ENUNCIADO A: Transcribe el pasaje del texto sobre tecnología y relaciones humanas que comienza con "Por otra parte, el" y sigue hasta "filias más acendradas.".
ENUNCIADO B:
Indica si cada afirmación concuerda con el texto sobre tecnología y relaciones humanas. Responde sí o no y cita literalmente las palabras del texto que lo deciden.
(i) Los niños hablan con sus amigos únicamente para intercambiar estrategias o juegos.
(ii) El uso de "ke" asusta a quien escribe más de lo que le asombra.
(iii) El chat ha reforzado la conversación cara a cara.
ENUNCIADO C: Retoma el texto sobre tecnología y relaciones humanas a partir de su última oración y continúalo.

TEXTO DE LA PÁGINA:
▽

Vivimos una era en la que la tecnología está por encima de las relaciones humanas. Ya casi no nos atendemos los unos a los otros. Los niños, con sus videojuegos, en los que destruir, eliminar, matar, aniquilar, son los verbos predominantes, son capaces de permanecer semanas en sus cuartos, sin asomarse a ver el sol, o disfrutar una tarde de lluvia, con tal de superar los retos que les exige la animación en turno. Solo hablan con sus amigos para intercambiar estrategias o juegos y si uno osa contarles la manera en que nos divertíamos nosotros cuando teníamos su edad, lo más seguro es que piensen que pasamos la infancia en un reclusorio de menores con inhumanas prácticas de tortura y si les mostramos un balero, por ejemplo, lo tomarán, llenos de curiosidad, para averiguar dónde se le ponen las pilas.
Por otra parte, el chat en sus diversas modalidades ha desplazado el exquisito placer de la conversación cara a cara. En una oficina, a escasos metros de distancia, dos personas pueden mantener con la pantalla y el teclado una “conversación” cerrada sin tomarse la molestia de ver en los ojos del otro el sentido de las palabras, algo tan importante y tan humano. Con otra, destrozando las palabras en beneficio de la rapidez. En lo particular me parece inaudito el uso del “ke” para llegar más de inmediato a la expresión “que”, la verdad no me cabe en la cabeza y me asombra, más que asustarme, ver a toda una generación creciendo con un lenguaje que, según esto, va a toda velocidad. La consecuencia lógica es que acabe por estrellarse y del lenguaje no quede ni el recuerdo. Pero esas son percepciones apocalípticas producto de mis filias más acendradas.

△

REGISTROS:
▽

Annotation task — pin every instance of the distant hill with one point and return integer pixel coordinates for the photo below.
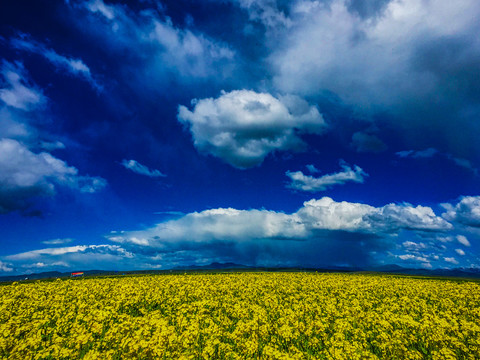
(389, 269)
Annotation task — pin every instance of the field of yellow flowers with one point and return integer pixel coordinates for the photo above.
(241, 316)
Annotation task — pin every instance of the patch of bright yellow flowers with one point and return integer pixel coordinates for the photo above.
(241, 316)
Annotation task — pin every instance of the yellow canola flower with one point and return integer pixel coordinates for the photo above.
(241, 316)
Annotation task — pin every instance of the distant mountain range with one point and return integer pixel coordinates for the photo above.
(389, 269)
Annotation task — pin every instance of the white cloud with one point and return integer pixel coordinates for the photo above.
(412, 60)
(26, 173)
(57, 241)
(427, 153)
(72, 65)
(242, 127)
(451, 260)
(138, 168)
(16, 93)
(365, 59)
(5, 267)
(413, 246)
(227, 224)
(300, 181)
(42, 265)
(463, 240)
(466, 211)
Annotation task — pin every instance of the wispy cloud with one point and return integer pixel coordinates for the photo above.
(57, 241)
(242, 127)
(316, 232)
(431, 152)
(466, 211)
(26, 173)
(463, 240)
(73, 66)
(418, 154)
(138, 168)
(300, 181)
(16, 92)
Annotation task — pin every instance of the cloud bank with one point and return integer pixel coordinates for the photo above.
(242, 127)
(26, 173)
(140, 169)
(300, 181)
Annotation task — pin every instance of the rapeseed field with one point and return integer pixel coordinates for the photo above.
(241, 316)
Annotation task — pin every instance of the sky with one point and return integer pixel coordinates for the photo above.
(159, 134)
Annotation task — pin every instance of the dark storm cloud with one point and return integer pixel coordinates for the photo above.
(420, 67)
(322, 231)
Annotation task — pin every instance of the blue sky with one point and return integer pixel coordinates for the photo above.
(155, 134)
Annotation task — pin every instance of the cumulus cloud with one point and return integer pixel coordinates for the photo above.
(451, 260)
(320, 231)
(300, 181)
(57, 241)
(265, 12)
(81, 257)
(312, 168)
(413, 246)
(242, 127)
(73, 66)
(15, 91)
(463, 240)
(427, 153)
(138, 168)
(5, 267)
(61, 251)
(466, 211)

△

RESPUESTA CORRECTA A:
Por otra parte, el chat en sus diversas modalidades ha desplazado el exquisito placer de la conversación cara a cara. En una oficina, a escasos metros de distancia, dos personas pueden mantener con la pantalla y el teclado una “conversación” cerrada sin tomarse la molestia de ver en los ojos del otro el sentido de las palabras, algo tan importante y tan humano. Con otra, destrozando las palabras en beneficio de la rapidez. En lo particular me parece inaudito el uso del “ke” para llegar más de inmediato a la expresión “que”, la verdad no me cabe en la cabeza y me asombra, más que asustarme, ver a toda una generación creciendo con un lenguaje que, según esto, va a toda velocidad. La consecuencia lógica es que acabe por estrellarse y del lenguaje no quede ni el recuerdo. Pero esas son percepciones apocalípticas producto de mis filias más acendradas.

RESPUESTA CORRECTA B:
(i) Sí: "Solo hablan con sus amigos para intercambiar estrategias o juegos".
(ii) No: "me asombra, más que asustarme".
(iii) No: "el chat en sus diversas modalidades ha desplazado el exquisito placer de la conversación cara a cara".

RESPUESTA CORRECTA C:
Como si vinieran junto con pegado, del chat se deriva el cibersexo que, increíble, juega un papel clave en la vida de algunas personas. La consecuencia es –si la queremos ver así– en cierta forma lógica. La tradición manda que dos personas se conozcan, charlen, descubran puntos de vista en común, acepten hacerse compañía, ir al cine, o de paseo, o a cenar o por una copa y tarde o temprano acaben en la cama. Juntos, se entiende. En el chat también se inicia casi de la misma forma. El “casi” tiene que ver con la calidad “virtual” de la pareja. Puede ser que ella –según declara en el chat– de 30 años, tenga en realidad cincuenta, que el marido del cual “enviudó” al año de casada, esté ahí, bien pedo en la cama, que su uno setenta de estatura sea en realidad un centímetro arriba del término enana y que el brownie que disfruta mientras chatea sea en realidad un puño de galletas de animalitos. En el peor de los casos, puede ser que ella en realidad sea él, lo cual puede tener algún remedio si él en realidad es ella.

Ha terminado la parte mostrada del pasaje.